### Exercise directions
In the zeolite characterization passage, what mass ratio of WO₃ to STS was used when the two were mixed in a mortar?

Fig. 2 (a) Nitrogen adsorption–desorption isotherms of TS-1 and STS, (b) pore size distribution of TS-1 and STS.

SEM and TEM images of TS-1 and STS zeolites are shown in Fig. 3. Both TS-1 and STS present “raspberry-like” spherical morphology with relative smooth surface. The average particle size is about 300 to 400 nm. TEM image shows solid structure of TS-1, while STS is spongy-like morphology with intracrystalline mesoporosity owing to the aggregation of small particles. It is also found that due to the small particles of STS, the intensity of XRD is lowered down and its relative crystallinity is much lower than that of TS-1.

Fig. 3 SEM images of (a) TS-1 and (b) STS, TEM images of (c) TS-1 and (d) STS.

The XRD pattern of WO₃ displayed in Fig. 1 clearly shows monoclinic crystal phase (JCPDS no. 43-1035). Then we prepared WO₃-STS sample by mechanical mixing WO₃ and STS in a mortar with mass ratio of 15 : 100 and characterized it by XRD. The result in Fig. 1 shows that the peak intensity of both WO₃ and STS are decreased. Compared with WO₃, the characteristic peaks of STS is more difficult to be recognized.

Entries drawn from a collection
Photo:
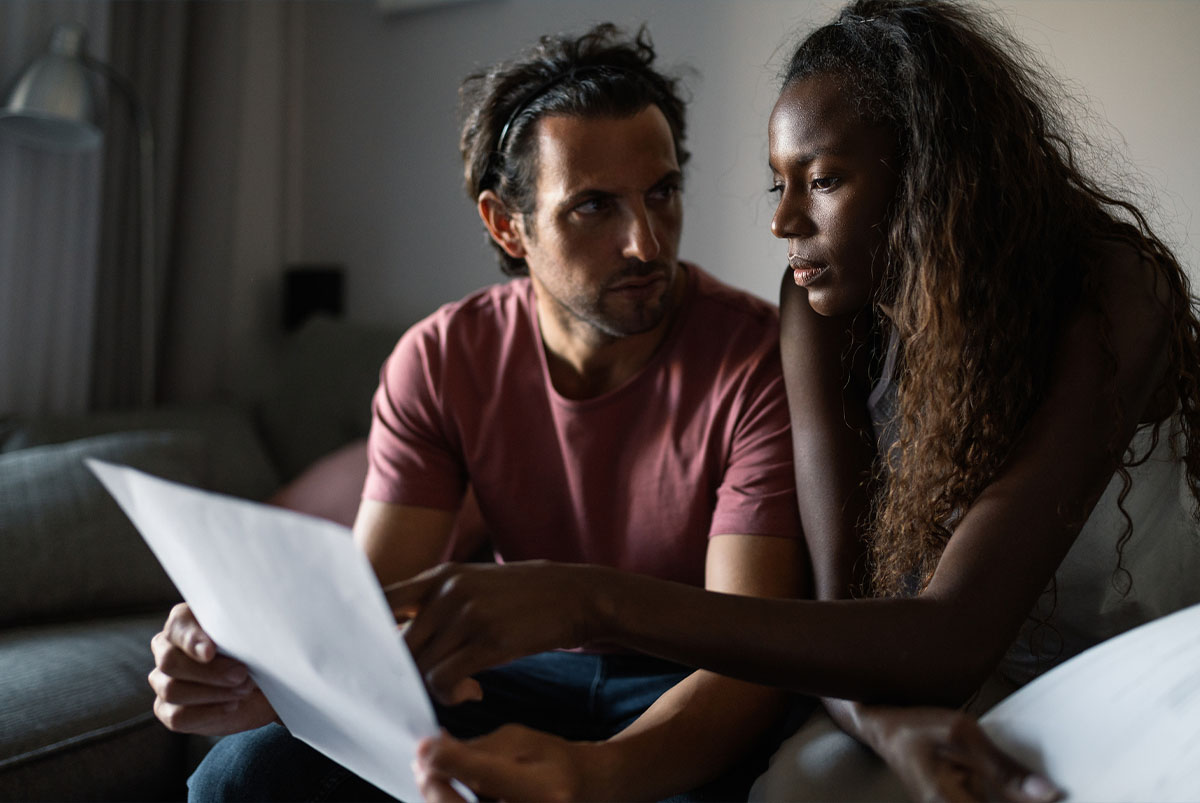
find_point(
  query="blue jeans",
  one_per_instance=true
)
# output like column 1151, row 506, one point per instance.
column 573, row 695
==
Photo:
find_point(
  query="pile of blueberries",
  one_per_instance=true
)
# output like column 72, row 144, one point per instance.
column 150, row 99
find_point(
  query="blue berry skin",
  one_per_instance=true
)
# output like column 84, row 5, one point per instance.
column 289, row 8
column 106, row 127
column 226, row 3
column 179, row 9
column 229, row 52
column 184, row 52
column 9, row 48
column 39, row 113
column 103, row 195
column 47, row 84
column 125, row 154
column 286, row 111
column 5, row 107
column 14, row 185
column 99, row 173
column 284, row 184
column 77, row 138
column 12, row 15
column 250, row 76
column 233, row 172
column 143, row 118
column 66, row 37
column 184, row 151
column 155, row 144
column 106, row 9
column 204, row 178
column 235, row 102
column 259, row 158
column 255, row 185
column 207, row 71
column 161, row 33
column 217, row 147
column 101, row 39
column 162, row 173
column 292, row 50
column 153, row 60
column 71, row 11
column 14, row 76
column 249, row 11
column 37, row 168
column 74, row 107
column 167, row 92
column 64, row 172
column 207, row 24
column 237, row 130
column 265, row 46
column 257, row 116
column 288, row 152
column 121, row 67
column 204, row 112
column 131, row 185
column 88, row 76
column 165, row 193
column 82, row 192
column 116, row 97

### Result of the task
15 : 100